Image object location entries

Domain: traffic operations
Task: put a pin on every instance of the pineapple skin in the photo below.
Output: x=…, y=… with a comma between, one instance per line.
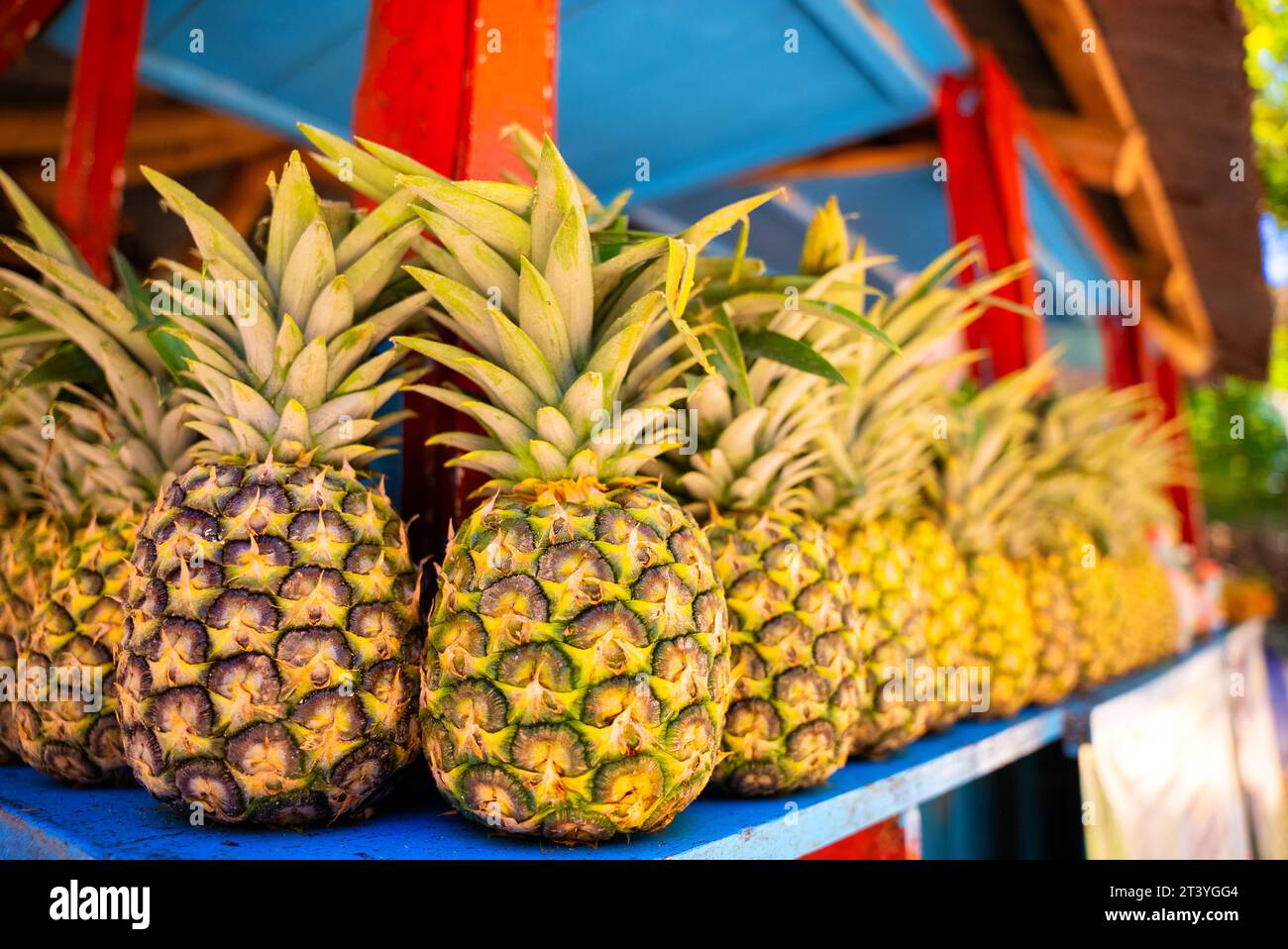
x=268, y=666
x=940, y=576
x=1055, y=626
x=8, y=652
x=1005, y=640
x=892, y=617
x=1095, y=587
x=75, y=632
x=1151, y=623
x=576, y=673
x=26, y=561
x=798, y=695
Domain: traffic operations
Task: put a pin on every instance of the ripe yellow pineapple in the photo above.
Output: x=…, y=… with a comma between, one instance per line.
x=576, y=671
x=1108, y=463
x=268, y=669
x=95, y=460
x=879, y=458
x=797, y=698
x=939, y=572
x=986, y=473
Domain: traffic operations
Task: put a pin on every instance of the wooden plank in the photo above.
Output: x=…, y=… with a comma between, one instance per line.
x=1098, y=154
x=31, y=132
x=43, y=818
x=511, y=80
x=1090, y=77
x=91, y=174
x=979, y=213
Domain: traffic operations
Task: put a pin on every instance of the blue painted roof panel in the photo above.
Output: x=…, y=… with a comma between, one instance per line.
x=901, y=213
x=699, y=91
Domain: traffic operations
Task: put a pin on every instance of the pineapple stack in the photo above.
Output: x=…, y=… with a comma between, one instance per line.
x=1108, y=464
x=97, y=460
x=984, y=472
x=906, y=575
x=798, y=698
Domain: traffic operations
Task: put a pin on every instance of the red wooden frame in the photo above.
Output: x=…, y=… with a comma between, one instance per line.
x=441, y=85
x=978, y=210
x=91, y=171
x=883, y=841
x=982, y=119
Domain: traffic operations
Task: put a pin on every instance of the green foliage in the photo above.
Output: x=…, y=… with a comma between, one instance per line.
x=1240, y=445
x=1266, y=60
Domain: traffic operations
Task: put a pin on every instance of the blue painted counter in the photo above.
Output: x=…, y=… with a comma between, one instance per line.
x=40, y=818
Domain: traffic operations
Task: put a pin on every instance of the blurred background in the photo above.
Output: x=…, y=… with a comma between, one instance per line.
x=1132, y=145
x=1142, y=142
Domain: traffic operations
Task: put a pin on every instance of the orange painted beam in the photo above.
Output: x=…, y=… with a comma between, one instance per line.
x=91, y=170
x=439, y=82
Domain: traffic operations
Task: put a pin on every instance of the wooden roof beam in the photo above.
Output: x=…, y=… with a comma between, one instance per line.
x=1099, y=155
x=1081, y=59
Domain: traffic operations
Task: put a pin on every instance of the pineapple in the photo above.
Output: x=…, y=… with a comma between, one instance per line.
x=1108, y=464
x=71, y=618
x=939, y=575
x=576, y=671
x=798, y=698
x=95, y=462
x=986, y=472
x=905, y=575
x=267, y=671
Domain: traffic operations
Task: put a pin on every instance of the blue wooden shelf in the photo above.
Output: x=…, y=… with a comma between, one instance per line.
x=43, y=819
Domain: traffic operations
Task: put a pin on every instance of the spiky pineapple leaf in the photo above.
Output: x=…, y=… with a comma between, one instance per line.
x=832, y=310
x=137, y=296
x=171, y=349
x=768, y=344
x=67, y=365
x=729, y=359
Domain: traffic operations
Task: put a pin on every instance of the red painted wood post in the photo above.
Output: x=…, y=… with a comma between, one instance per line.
x=20, y=22
x=1185, y=497
x=91, y=171
x=883, y=841
x=439, y=81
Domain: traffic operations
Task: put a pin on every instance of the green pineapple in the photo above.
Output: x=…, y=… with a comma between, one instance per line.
x=906, y=579
x=797, y=698
x=97, y=462
x=268, y=669
x=986, y=472
x=576, y=671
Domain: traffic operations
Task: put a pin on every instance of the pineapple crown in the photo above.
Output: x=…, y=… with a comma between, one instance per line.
x=552, y=314
x=896, y=356
x=281, y=352
x=754, y=450
x=986, y=472
x=114, y=450
x=1106, y=460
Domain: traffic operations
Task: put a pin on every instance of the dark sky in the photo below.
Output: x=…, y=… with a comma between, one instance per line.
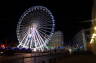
x=69, y=15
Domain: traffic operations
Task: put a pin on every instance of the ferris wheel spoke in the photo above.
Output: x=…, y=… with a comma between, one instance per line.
x=46, y=31
x=43, y=33
x=39, y=38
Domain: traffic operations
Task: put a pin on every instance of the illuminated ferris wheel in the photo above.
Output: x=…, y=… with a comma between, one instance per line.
x=35, y=28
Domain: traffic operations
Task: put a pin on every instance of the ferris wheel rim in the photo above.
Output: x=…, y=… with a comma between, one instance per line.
x=30, y=10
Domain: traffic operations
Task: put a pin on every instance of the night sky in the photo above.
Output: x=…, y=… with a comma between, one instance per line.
x=69, y=15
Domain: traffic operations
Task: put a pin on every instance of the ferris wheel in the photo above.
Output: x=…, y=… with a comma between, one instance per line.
x=35, y=28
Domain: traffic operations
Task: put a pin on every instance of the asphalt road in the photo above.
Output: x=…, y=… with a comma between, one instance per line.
x=27, y=58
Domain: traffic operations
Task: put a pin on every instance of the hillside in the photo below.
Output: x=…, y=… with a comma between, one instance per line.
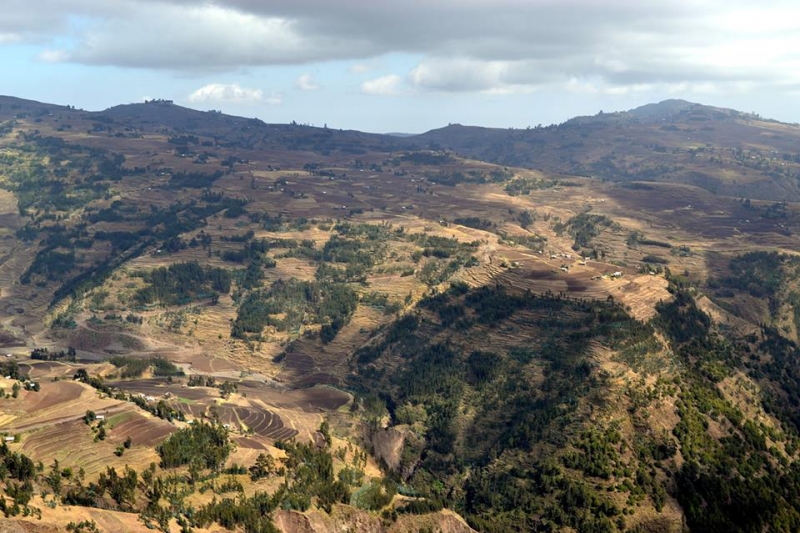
x=723, y=151
x=235, y=324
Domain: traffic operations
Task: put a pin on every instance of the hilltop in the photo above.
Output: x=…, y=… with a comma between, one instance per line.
x=721, y=150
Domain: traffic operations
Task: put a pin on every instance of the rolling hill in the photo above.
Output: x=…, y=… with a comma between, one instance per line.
x=591, y=326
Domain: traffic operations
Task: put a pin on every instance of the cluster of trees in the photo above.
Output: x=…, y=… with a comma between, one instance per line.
x=585, y=227
x=287, y=305
x=181, y=283
x=200, y=446
x=43, y=354
x=134, y=367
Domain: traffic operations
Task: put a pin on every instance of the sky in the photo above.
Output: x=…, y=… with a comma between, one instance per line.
x=405, y=65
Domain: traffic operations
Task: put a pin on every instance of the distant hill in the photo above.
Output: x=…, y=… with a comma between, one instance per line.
x=724, y=151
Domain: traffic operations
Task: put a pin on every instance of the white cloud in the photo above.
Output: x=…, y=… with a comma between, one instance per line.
x=462, y=74
x=230, y=93
x=306, y=83
x=492, y=46
x=359, y=68
x=9, y=37
x=383, y=86
x=52, y=56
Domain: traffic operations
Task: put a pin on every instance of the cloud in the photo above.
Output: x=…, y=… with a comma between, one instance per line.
x=306, y=83
x=383, y=86
x=359, y=68
x=485, y=45
x=230, y=93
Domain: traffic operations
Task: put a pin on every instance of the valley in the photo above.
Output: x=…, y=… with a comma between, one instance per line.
x=584, y=327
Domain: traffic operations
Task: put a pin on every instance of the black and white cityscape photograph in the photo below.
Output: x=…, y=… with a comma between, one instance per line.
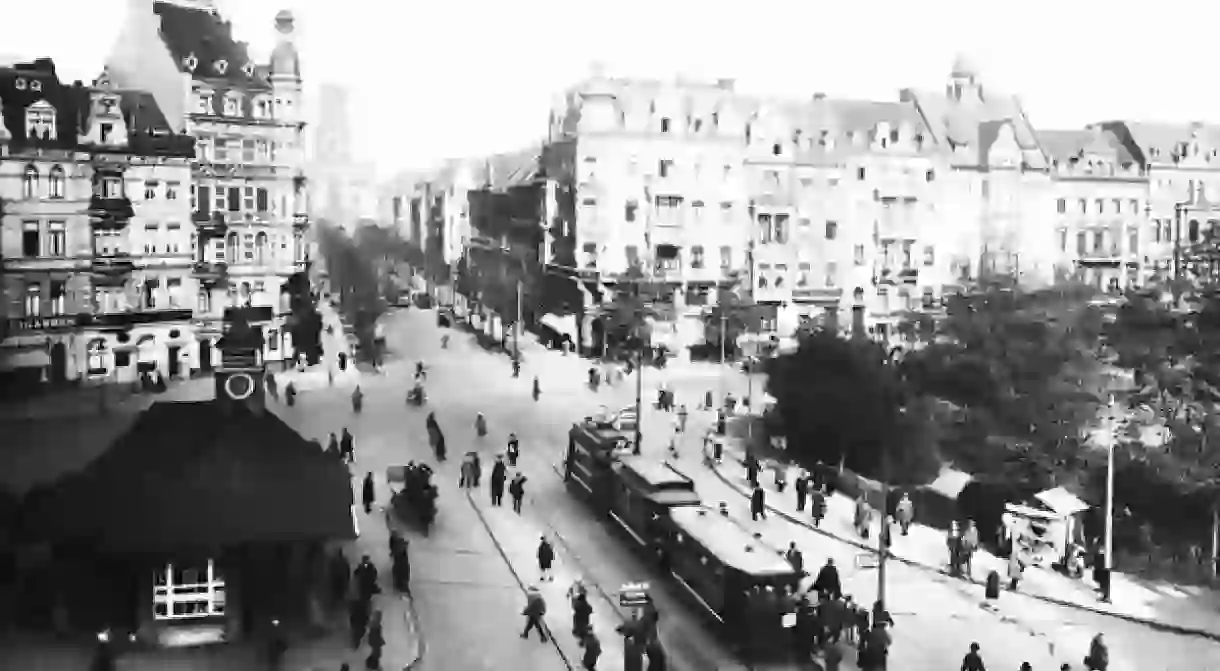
x=549, y=336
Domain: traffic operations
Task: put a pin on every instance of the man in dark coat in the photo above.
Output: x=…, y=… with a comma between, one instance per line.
x=366, y=578
x=758, y=504
x=347, y=447
x=827, y=581
x=499, y=473
x=369, y=495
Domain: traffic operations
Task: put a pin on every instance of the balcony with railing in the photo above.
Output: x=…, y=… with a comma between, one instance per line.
x=210, y=272
x=115, y=267
x=210, y=225
x=110, y=212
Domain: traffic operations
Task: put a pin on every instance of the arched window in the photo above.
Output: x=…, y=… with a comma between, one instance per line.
x=231, y=248
x=96, y=356
x=260, y=249
x=29, y=183
x=56, y=182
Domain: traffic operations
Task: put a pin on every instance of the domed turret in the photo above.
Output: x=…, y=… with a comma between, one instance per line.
x=284, y=60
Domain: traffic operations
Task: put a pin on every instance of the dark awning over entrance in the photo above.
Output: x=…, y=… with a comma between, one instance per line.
x=188, y=476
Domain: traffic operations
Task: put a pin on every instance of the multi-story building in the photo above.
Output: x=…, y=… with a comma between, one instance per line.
x=1182, y=175
x=1102, y=208
x=96, y=232
x=844, y=198
x=650, y=177
x=998, y=186
x=248, y=183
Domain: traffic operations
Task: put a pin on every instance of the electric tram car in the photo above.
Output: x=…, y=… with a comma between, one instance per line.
x=744, y=584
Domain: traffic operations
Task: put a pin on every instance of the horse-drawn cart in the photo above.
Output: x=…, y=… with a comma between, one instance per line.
x=412, y=495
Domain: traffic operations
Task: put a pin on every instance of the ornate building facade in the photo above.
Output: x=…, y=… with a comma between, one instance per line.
x=248, y=188
x=95, y=232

Direction:
List each line of the records above that contains the string "blue". Only matches with the same capitalization count.

Response:
Task: put a pin on every instance of the blue painted roof panel in the photo above.
Task: put a pin on every instance of the blue painted counter in the photo above.
Task: put a pin on every instance of the blue wooden shelf in the photo above.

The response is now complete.